Problem to work on: Return the data below exactly, minus the pictures.

Excerpted records:
++++++
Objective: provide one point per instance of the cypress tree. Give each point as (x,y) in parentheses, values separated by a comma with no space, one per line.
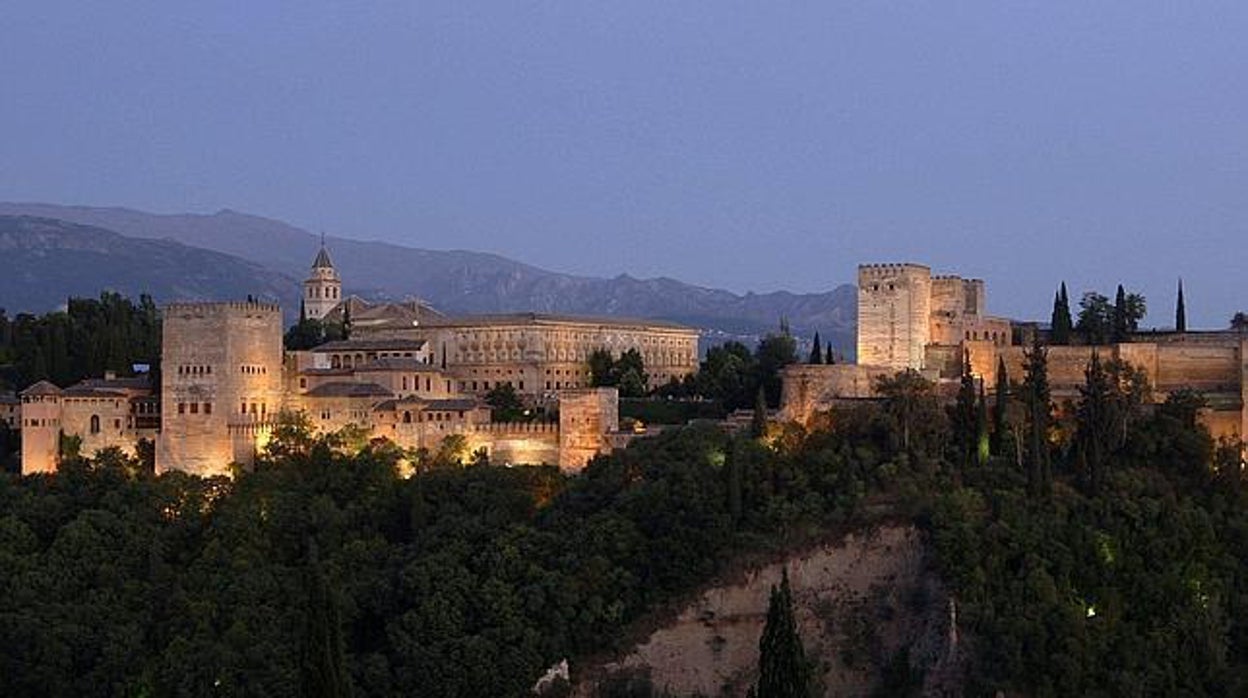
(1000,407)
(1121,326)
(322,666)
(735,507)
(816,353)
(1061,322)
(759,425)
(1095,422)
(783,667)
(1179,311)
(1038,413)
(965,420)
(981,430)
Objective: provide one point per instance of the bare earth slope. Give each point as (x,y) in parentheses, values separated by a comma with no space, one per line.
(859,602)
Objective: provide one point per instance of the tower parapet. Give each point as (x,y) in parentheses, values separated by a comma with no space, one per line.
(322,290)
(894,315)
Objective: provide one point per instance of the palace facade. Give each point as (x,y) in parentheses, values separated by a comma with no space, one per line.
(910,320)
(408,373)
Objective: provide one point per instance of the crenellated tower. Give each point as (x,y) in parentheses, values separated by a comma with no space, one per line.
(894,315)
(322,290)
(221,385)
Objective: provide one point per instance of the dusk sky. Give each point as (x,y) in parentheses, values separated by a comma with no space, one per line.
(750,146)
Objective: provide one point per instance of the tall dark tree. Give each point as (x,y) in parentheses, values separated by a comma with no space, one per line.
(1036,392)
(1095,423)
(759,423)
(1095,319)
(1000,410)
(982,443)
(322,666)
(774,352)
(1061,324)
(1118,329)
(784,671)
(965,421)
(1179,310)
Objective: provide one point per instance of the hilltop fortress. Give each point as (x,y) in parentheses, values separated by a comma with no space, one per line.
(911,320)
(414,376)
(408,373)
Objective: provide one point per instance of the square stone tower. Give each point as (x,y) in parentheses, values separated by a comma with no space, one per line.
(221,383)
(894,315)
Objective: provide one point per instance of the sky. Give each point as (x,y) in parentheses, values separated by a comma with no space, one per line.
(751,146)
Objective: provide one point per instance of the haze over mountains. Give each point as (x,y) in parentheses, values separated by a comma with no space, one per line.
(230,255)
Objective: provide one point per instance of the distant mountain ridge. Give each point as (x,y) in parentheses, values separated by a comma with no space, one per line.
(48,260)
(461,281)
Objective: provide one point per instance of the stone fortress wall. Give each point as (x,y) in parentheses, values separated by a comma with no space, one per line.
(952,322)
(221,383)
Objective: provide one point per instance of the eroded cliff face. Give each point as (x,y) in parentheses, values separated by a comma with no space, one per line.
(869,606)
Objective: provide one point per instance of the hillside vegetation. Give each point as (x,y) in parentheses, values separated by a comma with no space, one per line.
++++++
Answer section:
Objective: provide one point per instance of the cypress tree. Give each point as (x,y) in parentheses, values separated by a comma with no space, one per line.
(1000,407)
(1121,326)
(322,666)
(735,507)
(816,353)
(1061,322)
(759,425)
(1095,422)
(783,667)
(1179,311)
(1038,413)
(965,420)
(981,430)
Objective: provide one point per instance of the bare earth slope. Give each point as (x,y) in parentheses, values separated by a comma with no space, one per line.
(859,602)
Objective: provide one point per instance of the tower parapet. Give each point as (x,y) in parentheses, values separated by a comma with no space, one per line.
(322,290)
(894,315)
Objective: provide one point per instance of the palace facade. Give each point as (x,y) in parentheses, values separated by a comma with no space, one per line.
(910,320)
(408,373)
Objective: provide one point per instance of the crenellated tower. Give each point as (x,y) in parentheses, values separated by a comma with no space, one per line.
(894,315)
(322,290)
(221,385)
Objective: provide one point per instance of the dusk sky. Give each point as (x,y) in parentheses, values separated by a comma with no space, one per line.
(750,146)
Objective: provide one point per instance of the tall dark tree. Give each point as (x,y) in parentheses, values separated by a comma with no space, one per line.
(1036,392)
(1095,423)
(759,423)
(1095,319)
(1000,410)
(982,443)
(322,666)
(774,352)
(1061,324)
(1118,329)
(784,671)
(965,421)
(1179,310)
Objective: provide one point per instance of the hilltop fortress. Give each point as (x,y) in parentheses, values separated by a comma with no space, one per line.
(911,320)
(414,376)
(408,373)
Objective: provide one point per instance of the square stone tower. Give each point as (x,y) in parentheses, values separated by a comma with no space, one per line.
(221,383)
(894,315)
Objective: provide one point per instance of the sky. Give each point as (x,y) in parentheses, values separated by a comma with no space, one per line.
(751,146)
Objective: provide one point per instance of the haze over mountains. Give each point as (x,y) in parentheses, values separated by a comma with no space, one per line.
(230,255)
Objective: provide one point per instance of the distant mountain ridge. Give each point as (x,y) in parentheses, values separated by a comma with no space, one per line.
(48,260)
(461,281)
Objective: provide one point per instance of the stone fortress wall. Give each point as (x,y) in parentheses, values separated by a comma with no space, one per line.
(952,322)
(221,383)
Objective: provide one point per instance of the eroded cliff face. Give each point as (x,y) in parentheses, values separated by a comma with no space, one per line.
(869,606)
Objective: provide one point per instance of the hillside vegetation. Give each point as (x,y) in parentheses, values separated by a comma with no space, one per line.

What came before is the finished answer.